BRIEF → The answer must be an exact copy of the lines from the one with "Would you be" through the final line of the records below, with no pictures.

Referring expression pointing data
──────

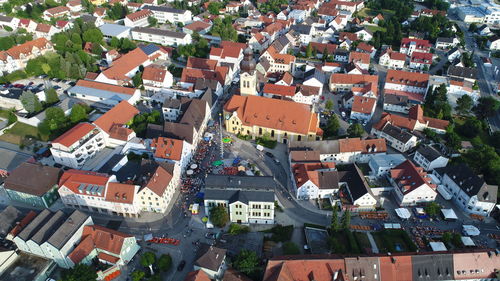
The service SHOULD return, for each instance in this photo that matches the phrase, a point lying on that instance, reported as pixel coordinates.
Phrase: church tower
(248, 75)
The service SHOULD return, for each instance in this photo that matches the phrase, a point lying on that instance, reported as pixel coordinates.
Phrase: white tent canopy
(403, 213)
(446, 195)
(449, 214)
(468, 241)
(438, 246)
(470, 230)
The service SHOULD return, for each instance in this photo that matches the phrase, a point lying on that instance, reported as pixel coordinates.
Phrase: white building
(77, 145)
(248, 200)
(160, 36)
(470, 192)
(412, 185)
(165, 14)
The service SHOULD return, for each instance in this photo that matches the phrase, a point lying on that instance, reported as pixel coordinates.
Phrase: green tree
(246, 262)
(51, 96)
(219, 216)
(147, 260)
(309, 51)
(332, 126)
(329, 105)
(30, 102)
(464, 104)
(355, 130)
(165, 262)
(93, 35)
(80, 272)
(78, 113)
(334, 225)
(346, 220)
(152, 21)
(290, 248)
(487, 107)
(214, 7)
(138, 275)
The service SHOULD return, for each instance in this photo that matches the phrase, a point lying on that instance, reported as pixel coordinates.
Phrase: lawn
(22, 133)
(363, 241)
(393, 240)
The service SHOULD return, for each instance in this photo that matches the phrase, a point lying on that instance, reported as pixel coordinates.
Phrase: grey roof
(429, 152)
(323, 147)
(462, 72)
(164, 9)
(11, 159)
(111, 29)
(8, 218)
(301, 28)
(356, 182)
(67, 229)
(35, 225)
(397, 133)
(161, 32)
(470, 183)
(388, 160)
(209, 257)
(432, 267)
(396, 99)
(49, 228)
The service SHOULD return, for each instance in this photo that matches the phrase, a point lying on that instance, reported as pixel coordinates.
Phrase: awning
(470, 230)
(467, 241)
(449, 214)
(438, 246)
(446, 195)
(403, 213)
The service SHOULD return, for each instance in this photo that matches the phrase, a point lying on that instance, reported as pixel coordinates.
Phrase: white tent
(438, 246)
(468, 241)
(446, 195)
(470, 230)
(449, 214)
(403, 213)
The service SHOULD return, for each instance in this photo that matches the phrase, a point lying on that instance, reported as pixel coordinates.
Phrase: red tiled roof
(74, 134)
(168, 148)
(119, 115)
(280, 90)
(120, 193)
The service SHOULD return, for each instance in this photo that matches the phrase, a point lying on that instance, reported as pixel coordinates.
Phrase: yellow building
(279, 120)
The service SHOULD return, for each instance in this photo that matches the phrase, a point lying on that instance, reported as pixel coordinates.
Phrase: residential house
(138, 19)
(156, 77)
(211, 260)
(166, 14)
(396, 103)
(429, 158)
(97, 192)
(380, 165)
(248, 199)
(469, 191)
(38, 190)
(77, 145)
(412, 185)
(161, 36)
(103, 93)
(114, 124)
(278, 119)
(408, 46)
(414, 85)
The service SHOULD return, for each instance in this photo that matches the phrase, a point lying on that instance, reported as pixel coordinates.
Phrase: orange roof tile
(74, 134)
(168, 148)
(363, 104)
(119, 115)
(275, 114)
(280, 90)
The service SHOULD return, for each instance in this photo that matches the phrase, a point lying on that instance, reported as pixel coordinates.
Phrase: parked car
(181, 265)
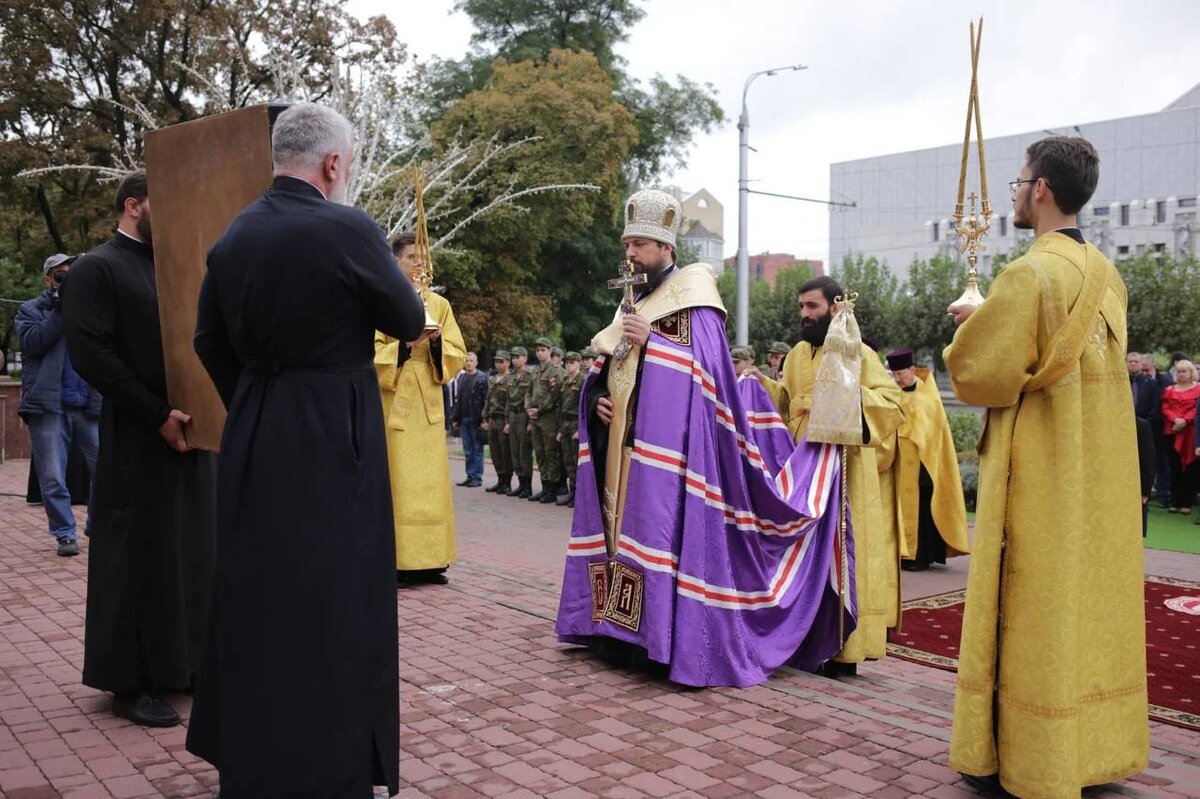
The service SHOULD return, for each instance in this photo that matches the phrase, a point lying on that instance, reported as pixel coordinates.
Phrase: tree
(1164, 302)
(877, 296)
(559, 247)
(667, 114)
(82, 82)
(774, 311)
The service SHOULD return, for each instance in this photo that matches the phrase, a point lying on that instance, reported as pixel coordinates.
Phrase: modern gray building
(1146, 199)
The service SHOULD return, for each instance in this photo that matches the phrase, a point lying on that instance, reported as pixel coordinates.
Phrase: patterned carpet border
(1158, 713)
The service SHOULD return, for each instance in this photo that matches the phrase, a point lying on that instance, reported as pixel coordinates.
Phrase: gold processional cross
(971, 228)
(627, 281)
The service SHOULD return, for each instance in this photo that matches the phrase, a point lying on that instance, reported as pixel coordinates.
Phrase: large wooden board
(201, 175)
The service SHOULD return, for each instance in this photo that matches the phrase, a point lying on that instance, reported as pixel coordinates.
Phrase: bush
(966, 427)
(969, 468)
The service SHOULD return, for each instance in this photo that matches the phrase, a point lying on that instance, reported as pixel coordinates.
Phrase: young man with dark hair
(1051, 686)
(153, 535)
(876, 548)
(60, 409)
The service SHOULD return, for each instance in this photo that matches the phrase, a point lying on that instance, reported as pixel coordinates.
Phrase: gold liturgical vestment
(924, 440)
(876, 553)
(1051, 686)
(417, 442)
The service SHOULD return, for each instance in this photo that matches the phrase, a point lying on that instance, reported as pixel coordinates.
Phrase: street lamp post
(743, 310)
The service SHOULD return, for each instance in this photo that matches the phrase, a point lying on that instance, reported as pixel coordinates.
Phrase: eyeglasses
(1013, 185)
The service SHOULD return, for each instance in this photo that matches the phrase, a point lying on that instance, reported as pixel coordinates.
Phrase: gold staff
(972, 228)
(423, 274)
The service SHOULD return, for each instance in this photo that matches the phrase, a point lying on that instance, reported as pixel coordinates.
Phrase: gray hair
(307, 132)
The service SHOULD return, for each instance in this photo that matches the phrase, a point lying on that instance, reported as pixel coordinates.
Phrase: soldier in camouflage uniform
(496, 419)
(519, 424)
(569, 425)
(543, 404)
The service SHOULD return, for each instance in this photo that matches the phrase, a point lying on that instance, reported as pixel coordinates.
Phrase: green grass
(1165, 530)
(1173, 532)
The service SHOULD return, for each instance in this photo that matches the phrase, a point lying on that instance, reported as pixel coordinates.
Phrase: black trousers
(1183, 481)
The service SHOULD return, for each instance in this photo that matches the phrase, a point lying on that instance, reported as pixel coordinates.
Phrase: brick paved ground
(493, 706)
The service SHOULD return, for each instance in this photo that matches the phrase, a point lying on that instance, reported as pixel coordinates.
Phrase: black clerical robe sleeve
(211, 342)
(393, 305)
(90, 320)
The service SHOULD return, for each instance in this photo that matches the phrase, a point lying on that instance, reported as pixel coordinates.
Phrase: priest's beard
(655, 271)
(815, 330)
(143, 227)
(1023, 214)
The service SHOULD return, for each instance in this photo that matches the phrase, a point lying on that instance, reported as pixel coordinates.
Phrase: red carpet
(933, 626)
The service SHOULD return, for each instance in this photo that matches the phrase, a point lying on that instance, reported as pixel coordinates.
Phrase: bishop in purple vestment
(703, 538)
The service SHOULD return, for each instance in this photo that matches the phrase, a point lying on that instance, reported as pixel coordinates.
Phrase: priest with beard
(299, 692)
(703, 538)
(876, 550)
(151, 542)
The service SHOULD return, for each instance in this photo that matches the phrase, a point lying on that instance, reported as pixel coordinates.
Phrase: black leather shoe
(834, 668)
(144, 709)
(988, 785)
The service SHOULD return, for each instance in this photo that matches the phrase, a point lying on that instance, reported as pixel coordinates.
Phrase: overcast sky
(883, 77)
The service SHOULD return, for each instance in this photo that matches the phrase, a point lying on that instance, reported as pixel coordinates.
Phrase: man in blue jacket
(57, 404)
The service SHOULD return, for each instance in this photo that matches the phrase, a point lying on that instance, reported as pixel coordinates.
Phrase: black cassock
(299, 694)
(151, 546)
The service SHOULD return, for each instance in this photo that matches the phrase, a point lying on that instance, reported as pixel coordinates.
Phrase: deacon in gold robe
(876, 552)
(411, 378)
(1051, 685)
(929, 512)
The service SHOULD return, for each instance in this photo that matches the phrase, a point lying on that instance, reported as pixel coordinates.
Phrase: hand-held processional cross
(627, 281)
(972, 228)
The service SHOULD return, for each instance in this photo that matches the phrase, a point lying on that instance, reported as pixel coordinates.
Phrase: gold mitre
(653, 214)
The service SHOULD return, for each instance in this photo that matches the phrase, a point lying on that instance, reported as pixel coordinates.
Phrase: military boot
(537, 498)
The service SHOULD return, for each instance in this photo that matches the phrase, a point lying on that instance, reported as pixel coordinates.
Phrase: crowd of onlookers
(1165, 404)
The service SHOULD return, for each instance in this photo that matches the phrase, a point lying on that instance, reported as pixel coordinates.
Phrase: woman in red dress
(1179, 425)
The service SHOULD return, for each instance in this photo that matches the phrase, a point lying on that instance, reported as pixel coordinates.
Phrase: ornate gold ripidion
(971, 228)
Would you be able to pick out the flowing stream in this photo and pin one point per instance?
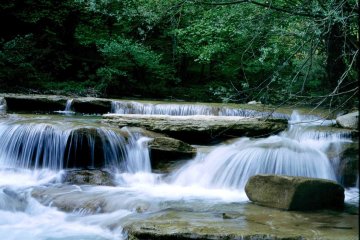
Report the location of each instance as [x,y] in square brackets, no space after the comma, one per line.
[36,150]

──────

EXERCISE RESPONSE →
Would you be able to pick out the flowing stream in this photo and pin one point per instance?
Report the location of each instance as [x,y] in square brackets, no space after the comma, one per line.
[36,150]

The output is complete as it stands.